* [Datos proporcionados]:
—————

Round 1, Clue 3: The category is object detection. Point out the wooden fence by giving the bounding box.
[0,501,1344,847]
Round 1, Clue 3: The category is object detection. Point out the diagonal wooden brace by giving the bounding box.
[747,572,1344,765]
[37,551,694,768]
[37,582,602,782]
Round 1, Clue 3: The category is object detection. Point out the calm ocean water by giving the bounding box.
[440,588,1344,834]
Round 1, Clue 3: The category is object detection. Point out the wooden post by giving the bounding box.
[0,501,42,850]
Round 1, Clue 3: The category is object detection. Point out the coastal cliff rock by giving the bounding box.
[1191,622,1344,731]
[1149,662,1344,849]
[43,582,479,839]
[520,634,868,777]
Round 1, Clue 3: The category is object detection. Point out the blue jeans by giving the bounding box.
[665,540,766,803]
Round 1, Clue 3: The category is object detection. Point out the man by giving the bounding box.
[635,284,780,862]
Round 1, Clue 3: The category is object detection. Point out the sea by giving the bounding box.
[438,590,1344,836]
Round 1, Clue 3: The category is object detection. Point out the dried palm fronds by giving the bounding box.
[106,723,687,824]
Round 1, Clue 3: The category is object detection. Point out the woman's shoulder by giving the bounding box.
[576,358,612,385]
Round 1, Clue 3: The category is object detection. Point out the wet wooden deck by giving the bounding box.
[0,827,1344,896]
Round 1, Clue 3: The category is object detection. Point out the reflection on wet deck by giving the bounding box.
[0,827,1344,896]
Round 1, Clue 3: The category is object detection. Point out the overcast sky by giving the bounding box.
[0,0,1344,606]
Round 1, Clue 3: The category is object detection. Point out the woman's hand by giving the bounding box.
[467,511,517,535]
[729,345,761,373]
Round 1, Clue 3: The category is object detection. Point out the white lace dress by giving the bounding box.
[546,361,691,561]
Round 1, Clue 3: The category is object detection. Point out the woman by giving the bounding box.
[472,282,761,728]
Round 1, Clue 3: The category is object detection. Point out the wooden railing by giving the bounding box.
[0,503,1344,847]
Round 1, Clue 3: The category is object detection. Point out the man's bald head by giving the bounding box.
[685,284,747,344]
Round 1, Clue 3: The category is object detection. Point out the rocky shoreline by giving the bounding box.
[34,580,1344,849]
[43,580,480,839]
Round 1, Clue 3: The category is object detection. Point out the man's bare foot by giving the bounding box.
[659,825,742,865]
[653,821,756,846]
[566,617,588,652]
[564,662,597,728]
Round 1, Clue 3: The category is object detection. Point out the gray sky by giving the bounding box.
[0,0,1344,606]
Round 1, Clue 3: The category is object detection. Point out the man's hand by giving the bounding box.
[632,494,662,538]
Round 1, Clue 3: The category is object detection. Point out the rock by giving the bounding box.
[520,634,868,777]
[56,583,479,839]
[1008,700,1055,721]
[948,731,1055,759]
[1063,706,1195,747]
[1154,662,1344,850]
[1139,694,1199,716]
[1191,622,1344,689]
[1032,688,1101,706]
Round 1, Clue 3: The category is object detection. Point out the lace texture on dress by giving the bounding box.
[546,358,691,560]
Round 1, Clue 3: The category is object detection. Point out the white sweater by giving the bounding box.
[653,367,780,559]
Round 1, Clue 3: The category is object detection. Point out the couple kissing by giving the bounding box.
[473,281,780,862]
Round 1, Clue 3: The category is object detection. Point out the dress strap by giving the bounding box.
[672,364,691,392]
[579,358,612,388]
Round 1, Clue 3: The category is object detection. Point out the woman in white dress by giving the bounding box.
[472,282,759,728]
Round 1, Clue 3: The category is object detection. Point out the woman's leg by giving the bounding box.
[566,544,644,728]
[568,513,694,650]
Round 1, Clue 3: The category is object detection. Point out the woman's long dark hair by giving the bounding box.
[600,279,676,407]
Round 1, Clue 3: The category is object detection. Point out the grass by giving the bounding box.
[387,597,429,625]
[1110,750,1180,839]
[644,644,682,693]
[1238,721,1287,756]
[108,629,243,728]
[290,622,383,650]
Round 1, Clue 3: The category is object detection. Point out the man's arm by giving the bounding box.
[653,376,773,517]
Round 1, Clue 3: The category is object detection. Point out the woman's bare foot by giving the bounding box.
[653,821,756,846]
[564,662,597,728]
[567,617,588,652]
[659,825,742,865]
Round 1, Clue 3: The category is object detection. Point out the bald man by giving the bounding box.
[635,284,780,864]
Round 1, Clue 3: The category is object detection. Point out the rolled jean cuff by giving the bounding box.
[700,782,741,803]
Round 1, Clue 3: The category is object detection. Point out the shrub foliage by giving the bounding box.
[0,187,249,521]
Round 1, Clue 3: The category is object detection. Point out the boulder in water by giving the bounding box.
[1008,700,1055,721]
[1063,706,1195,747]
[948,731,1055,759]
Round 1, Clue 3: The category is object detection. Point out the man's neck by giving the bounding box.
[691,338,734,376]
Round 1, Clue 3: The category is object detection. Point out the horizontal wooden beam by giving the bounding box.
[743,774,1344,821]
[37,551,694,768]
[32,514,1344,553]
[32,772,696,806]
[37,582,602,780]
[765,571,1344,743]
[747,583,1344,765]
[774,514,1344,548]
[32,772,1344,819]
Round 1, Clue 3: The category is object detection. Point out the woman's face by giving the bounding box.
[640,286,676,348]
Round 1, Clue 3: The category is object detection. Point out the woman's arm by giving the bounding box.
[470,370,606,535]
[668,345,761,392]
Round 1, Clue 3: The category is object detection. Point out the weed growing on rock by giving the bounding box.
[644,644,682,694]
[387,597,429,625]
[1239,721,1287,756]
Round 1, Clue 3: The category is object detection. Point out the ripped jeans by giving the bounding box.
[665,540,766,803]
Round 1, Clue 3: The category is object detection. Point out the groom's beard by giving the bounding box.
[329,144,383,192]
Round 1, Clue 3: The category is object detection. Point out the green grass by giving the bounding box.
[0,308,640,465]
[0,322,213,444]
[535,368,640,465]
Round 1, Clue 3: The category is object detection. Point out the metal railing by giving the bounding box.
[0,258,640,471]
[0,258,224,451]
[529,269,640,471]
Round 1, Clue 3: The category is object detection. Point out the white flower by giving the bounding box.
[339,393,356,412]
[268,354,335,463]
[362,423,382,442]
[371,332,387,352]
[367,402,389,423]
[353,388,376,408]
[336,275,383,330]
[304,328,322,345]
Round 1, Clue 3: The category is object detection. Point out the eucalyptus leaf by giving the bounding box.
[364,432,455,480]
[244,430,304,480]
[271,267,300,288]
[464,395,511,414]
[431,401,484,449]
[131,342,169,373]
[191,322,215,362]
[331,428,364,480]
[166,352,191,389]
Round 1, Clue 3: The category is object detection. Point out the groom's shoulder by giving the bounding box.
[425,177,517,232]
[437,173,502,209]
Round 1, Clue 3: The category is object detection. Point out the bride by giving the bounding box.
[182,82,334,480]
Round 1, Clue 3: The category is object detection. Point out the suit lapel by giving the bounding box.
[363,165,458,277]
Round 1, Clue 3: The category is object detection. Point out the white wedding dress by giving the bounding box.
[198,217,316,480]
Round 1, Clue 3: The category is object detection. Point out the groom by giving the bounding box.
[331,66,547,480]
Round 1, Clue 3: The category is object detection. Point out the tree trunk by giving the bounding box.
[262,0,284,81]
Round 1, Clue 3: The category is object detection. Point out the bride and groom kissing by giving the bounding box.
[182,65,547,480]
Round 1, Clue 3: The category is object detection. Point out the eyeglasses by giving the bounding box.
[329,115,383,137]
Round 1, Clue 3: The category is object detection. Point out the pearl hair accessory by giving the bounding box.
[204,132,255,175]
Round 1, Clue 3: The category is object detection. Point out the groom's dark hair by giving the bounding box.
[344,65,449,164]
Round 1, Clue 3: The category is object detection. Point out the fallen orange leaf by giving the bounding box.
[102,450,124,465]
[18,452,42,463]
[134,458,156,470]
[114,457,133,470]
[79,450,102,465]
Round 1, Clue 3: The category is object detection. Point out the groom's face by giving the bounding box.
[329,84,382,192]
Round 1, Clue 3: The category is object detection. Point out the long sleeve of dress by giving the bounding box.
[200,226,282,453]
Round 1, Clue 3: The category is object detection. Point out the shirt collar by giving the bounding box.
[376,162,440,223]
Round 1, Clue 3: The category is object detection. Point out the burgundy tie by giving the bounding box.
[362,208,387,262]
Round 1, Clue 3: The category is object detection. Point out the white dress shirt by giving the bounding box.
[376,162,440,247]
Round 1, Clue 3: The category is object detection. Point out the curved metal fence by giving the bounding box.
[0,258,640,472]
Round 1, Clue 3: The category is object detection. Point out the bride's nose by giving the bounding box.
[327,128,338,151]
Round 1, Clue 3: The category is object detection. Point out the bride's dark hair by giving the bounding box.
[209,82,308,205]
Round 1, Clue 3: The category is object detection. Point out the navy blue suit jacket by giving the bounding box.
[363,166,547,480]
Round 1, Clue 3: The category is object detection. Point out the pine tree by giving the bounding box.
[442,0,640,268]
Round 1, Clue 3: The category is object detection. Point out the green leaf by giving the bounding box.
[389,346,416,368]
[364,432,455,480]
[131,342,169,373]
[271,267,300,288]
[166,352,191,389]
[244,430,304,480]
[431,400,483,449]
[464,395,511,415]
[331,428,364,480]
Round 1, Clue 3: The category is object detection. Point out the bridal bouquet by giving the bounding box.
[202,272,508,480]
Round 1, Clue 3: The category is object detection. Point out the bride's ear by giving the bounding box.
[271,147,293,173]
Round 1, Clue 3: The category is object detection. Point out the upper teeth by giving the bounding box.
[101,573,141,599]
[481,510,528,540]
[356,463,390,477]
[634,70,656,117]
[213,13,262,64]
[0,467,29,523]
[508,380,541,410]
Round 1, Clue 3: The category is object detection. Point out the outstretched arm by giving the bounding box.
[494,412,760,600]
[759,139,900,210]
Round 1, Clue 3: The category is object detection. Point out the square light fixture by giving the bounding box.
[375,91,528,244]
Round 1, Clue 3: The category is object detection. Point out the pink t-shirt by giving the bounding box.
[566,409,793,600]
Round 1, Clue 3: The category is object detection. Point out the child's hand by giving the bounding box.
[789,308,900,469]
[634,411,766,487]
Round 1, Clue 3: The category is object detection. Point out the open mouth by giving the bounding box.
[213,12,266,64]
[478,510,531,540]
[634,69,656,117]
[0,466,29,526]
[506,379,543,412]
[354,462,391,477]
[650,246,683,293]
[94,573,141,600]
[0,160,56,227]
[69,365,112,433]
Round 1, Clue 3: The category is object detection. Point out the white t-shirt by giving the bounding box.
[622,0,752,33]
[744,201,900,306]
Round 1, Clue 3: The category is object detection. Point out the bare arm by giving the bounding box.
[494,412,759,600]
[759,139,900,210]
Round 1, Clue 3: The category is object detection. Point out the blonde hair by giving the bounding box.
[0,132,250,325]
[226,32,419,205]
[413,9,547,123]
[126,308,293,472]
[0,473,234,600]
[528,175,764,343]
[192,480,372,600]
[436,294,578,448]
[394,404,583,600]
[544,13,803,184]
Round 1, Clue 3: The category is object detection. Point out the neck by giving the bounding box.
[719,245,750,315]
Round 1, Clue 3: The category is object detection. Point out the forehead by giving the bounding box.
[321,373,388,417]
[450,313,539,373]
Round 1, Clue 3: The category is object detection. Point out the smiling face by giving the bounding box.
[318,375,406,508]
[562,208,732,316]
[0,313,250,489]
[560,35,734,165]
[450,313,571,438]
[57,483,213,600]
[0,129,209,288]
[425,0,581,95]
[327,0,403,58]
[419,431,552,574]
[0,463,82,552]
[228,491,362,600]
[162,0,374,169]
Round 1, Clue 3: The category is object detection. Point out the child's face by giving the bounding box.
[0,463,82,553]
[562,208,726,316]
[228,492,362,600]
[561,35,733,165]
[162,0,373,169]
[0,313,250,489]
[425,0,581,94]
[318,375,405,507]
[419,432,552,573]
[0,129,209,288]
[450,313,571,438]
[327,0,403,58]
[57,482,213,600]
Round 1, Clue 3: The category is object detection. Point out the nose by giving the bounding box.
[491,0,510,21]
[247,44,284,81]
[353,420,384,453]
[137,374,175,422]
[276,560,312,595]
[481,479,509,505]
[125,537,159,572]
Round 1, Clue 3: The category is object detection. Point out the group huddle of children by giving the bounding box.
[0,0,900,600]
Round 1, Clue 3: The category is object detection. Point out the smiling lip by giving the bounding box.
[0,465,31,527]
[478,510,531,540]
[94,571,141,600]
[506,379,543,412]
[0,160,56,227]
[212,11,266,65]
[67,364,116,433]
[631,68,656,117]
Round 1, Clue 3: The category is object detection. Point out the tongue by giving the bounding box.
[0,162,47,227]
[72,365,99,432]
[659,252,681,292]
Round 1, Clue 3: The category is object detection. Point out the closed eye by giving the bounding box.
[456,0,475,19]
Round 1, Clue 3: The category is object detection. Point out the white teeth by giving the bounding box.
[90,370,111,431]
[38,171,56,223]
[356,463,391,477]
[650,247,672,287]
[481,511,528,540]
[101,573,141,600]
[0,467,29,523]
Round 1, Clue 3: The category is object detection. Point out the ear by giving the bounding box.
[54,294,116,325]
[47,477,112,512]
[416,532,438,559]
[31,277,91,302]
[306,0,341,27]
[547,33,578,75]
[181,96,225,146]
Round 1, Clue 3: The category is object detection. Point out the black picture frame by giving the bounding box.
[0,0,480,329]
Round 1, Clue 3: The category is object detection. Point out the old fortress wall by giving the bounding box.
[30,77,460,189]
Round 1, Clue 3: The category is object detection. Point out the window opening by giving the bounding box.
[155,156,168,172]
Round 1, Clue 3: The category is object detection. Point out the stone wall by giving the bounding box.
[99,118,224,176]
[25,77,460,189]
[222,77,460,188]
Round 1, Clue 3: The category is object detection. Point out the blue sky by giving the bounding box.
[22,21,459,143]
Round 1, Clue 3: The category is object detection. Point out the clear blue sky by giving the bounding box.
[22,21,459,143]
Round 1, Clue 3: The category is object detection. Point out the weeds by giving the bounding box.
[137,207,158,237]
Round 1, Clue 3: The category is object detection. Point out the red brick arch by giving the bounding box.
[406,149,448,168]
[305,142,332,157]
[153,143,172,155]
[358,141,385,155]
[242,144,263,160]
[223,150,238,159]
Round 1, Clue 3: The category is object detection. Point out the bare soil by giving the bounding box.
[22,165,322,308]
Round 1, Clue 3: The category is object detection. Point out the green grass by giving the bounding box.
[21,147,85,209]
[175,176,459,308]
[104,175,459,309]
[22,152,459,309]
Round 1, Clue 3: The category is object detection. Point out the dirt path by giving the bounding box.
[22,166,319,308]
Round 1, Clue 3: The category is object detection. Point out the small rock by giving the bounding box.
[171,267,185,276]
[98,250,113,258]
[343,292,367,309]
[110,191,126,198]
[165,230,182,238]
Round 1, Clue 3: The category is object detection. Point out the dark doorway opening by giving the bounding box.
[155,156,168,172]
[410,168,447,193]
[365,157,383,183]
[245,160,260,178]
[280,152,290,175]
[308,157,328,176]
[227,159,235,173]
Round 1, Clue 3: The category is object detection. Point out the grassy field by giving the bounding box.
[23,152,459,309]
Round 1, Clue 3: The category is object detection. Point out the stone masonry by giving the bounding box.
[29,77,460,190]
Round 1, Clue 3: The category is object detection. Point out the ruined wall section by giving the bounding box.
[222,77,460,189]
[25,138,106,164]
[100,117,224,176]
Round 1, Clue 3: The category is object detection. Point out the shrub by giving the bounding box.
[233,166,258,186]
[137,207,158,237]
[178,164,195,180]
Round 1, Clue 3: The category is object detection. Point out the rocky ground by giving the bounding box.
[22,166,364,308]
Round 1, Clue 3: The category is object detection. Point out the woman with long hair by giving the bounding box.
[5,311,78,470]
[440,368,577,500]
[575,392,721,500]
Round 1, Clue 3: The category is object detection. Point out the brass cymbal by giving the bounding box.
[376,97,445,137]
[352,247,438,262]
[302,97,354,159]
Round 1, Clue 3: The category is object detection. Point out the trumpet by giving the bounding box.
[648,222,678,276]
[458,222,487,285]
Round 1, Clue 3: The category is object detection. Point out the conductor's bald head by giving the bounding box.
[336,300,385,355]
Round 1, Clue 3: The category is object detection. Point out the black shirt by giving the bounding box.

—————

* [Problema]: Cambia "sea" por "ocean" en los datos que van desde la línea con "blue jeans by giving the bounding box." hasta la línea con "[438,590,1344,836]", ambas incluidas, y escribe de nuevo solo esas líneas sin ningún otro cambio.

* [Resultado]:
Round 1, Clue 3: The category is object detection. Point out the blue jeans by giving the bounding box.
[665,540,766,803]
Round 1, Clue 3: The category is object detection. Point out the man by giving the bounding box.
[635,284,780,862]
Round 1, Clue 3: The category is object detection. Point out the ocean by giving the bounding box.
[438,590,1344,836]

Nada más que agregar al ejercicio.